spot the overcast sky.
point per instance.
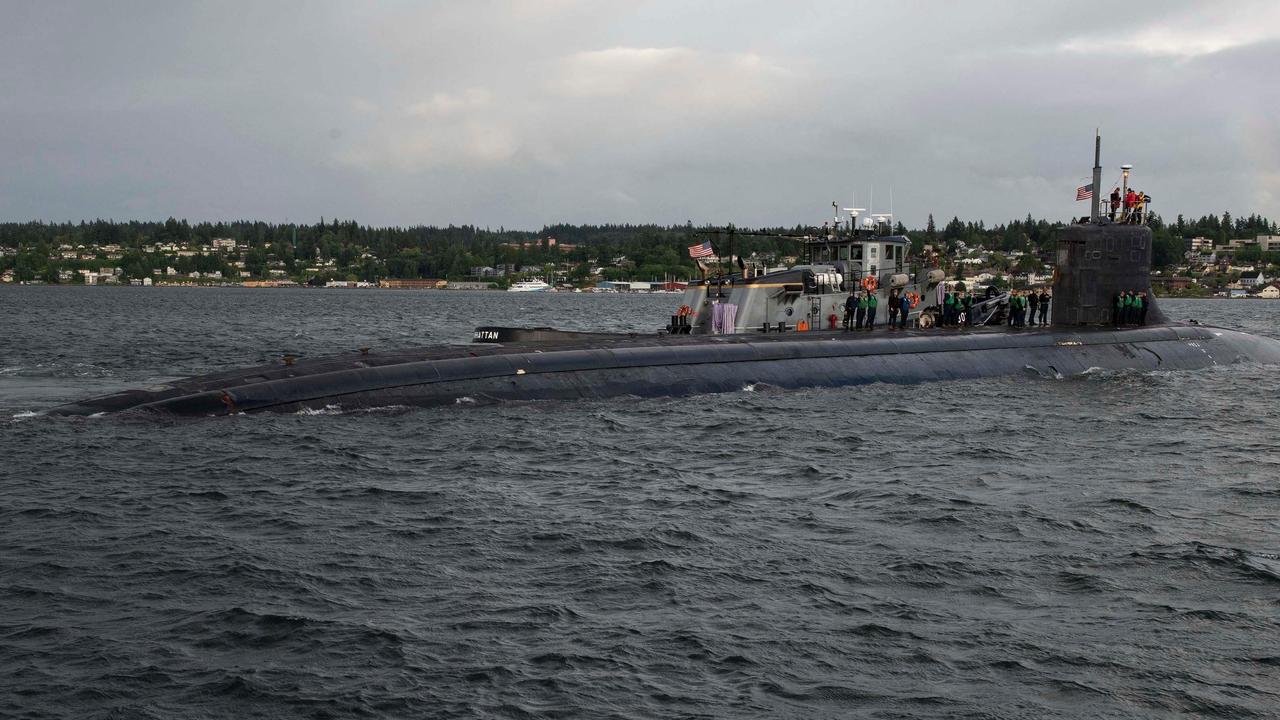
(521, 113)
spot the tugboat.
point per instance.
(762, 340)
(530, 286)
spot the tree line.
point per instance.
(641, 251)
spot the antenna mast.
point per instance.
(1097, 177)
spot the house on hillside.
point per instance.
(1253, 278)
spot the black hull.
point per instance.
(604, 365)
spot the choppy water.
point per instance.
(1100, 546)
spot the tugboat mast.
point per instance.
(1097, 177)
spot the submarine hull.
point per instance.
(584, 365)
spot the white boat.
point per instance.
(529, 286)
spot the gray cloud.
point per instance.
(521, 113)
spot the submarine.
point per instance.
(755, 327)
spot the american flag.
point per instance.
(703, 250)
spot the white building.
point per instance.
(1202, 245)
(1253, 278)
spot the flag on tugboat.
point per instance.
(703, 250)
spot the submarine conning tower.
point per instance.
(1097, 259)
(1096, 263)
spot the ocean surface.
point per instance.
(1095, 546)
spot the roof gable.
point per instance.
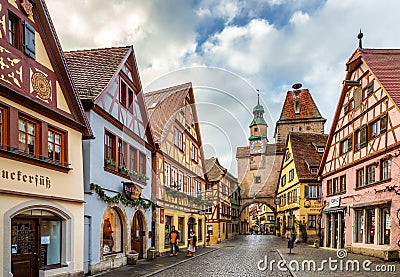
(305, 152)
(94, 69)
(307, 109)
(40, 77)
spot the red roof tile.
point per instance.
(385, 64)
(162, 106)
(93, 69)
(304, 148)
(308, 109)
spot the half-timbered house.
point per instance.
(360, 166)
(42, 124)
(220, 184)
(178, 165)
(117, 164)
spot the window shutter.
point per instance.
(350, 143)
(357, 97)
(306, 193)
(383, 124)
(29, 32)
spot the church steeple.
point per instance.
(258, 129)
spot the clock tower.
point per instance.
(258, 130)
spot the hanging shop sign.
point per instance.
(132, 191)
(334, 202)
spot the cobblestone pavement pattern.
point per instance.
(241, 256)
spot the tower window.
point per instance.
(297, 106)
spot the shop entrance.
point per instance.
(24, 247)
(35, 242)
(137, 234)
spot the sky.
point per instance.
(230, 48)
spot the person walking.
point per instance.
(192, 243)
(173, 241)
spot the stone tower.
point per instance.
(299, 114)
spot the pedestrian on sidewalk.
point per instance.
(192, 243)
(173, 242)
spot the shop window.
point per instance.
(55, 145)
(386, 226)
(386, 169)
(210, 230)
(38, 231)
(27, 136)
(142, 163)
(112, 232)
(291, 175)
(181, 229)
(343, 183)
(312, 192)
(168, 225)
(167, 175)
(359, 225)
(283, 180)
(200, 230)
(370, 226)
(371, 174)
(312, 222)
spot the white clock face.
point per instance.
(256, 146)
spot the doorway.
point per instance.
(24, 247)
(137, 234)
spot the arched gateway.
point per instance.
(258, 164)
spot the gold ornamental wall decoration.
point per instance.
(41, 86)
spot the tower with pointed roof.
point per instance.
(258, 130)
(299, 114)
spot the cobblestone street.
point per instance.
(253, 256)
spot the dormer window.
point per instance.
(297, 106)
(314, 170)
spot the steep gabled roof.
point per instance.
(308, 108)
(385, 65)
(93, 69)
(214, 170)
(50, 38)
(163, 105)
(305, 155)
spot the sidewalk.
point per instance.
(303, 252)
(150, 267)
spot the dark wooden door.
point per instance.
(24, 248)
(137, 234)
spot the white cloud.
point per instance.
(311, 48)
(299, 17)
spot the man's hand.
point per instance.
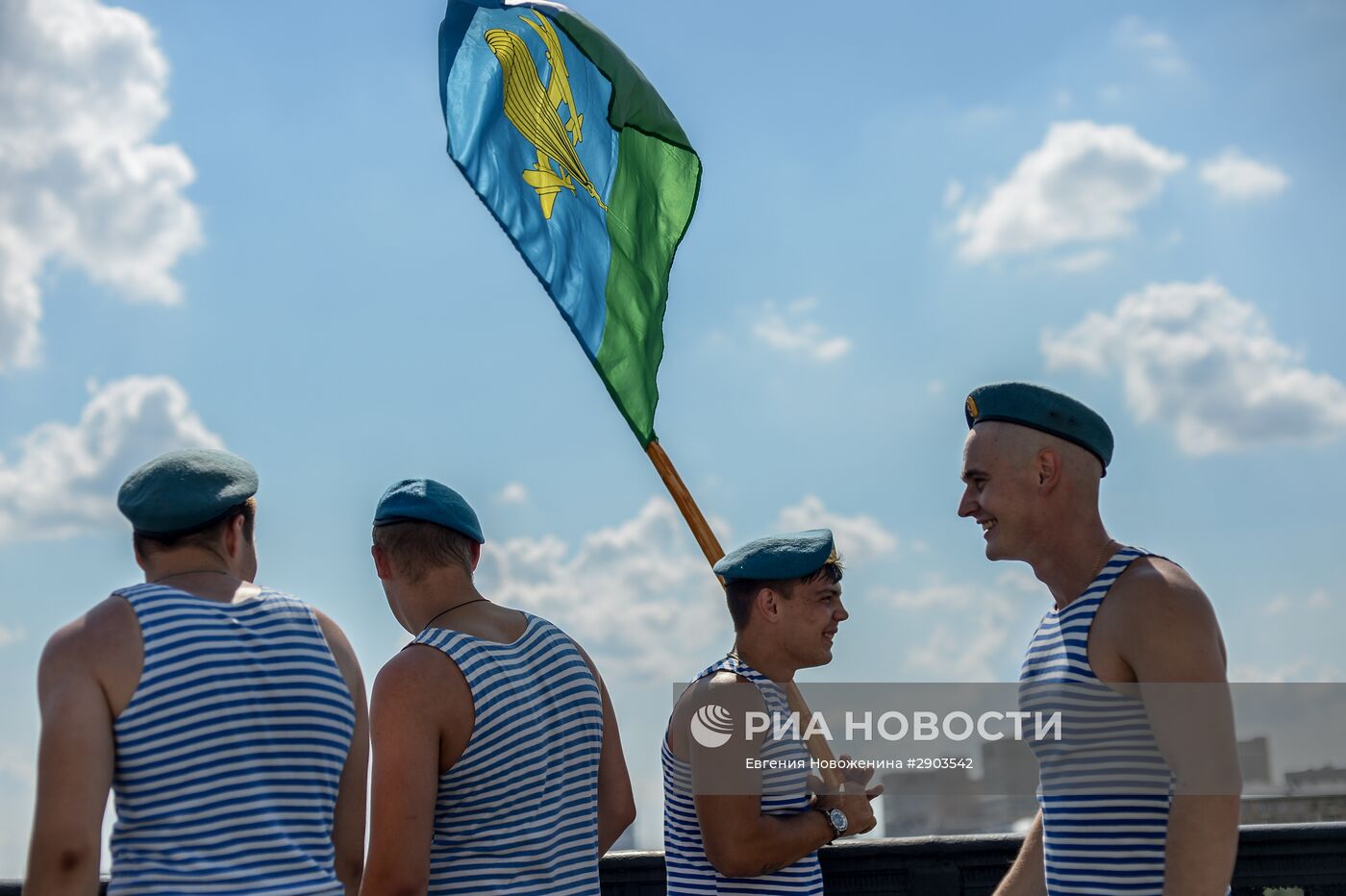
(852, 799)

---

• **About this task**: The reply should consist of the listing restated word for word, with its pictures removed.

• **Task output**:
spot the overcast sky.
point per instance.
(521, 113)
spot the tugboat.
point per instance.
(762, 340)
(530, 286)
spot the tree line.
point per instance.
(641, 251)
spot the antenna mast.
point per instance.
(1097, 177)
spot the house on hillside.
point per instance.
(1253, 278)
spot the black hull.
point per instance.
(604, 365)
spot the choppy water.
point per instance.
(1100, 546)
spot the tugboat mast.
point per instance.
(1097, 177)
spot the submarine hull.
point per instance.
(584, 365)
spot the white boat.
point per instance.
(529, 286)
spot the gray cloud.
point per instance.
(521, 113)
spot the submarine.
point per instance.
(755, 327)
spot the american flag.
point per instance.
(703, 250)
spot the white building.
point per instance.
(1202, 245)
(1253, 278)
spot the flag on tugboat.
point per instance.
(703, 250)
spot the submarine conning tower.
point per instance.
(1097, 259)
(1096, 263)
spot the ocean surface.
point per instance.
(1095, 546)
spot the roof gable.
point per instance.
(305, 152)
(94, 69)
(307, 109)
(40, 77)
spot the red roof tile.
point per instance.
(385, 64)
(162, 106)
(93, 69)
(304, 148)
(308, 109)
spot the half-timbered house.
point per instance.
(360, 166)
(42, 124)
(220, 184)
(178, 165)
(117, 164)
spot the window shutter.
point per instance.
(350, 143)
(357, 97)
(306, 193)
(383, 124)
(29, 32)
spot the church steeple.
point per instance.
(258, 129)
spot the clock tower.
point per instance.
(258, 130)
spot the hanging shop sign.
point per instance.
(132, 191)
(334, 202)
spot the cobblestone pavement pattern.
point per instance.
(241, 256)
spot the tower window.
point per instance.
(297, 106)
spot the shop entrance.
point per instance.
(24, 247)
(35, 242)
(137, 234)
spot the sky.
point per instance.
(230, 48)
spot the person walking.
point per instance.
(192, 243)
(173, 241)
spot the stone tower.
point per instance.
(299, 114)
spot the pedestrian on sidewalk.
point per instance.
(192, 243)
(173, 242)
spot the shop window.
point per instance.
(55, 145)
(386, 226)
(386, 169)
(210, 230)
(38, 231)
(27, 136)
(142, 163)
(112, 232)
(291, 175)
(181, 229)
(343, 183)
(312, 192)
(168, 225)
(167, 175)
(359, 225)
(283, 180)
(200, 230)
(370, 226)
(371, 174)
(312, 222)
spot the white clock face.
point per instance.
(256, 146)
spot the doorway.
point per instance.
(24, 247)
(137, 234)
spot the arched gateway.
point per instance.
(258, 164)
spot the gold ornamental wall decoration.
point per instance.
(41, 86)
spot the tower with pointed roof.
point per instance.
(258, 130)
(299, 114)
spot the cobblestone street.
point per instance.
(253, 256)
spot the dormer window.
point per instance.
(297, 106)
(314, 170)
spot the steep gabled roof.
point per instance.
(308, 108)
(385, 65)
(93, 69)
(214, 170)
(50, 38)
(163, 105)
(305, 155)
spot the sidewalk.
point per instance.
(303, 252)
(150, 267)
spot the dark wooden door.
point per instance.
(24, 248)
(137, 234)
spot the white cloud.
point per instance.
(311, 48)
(299, 17)
spot the man's hand.
point per instance.
(852, 799)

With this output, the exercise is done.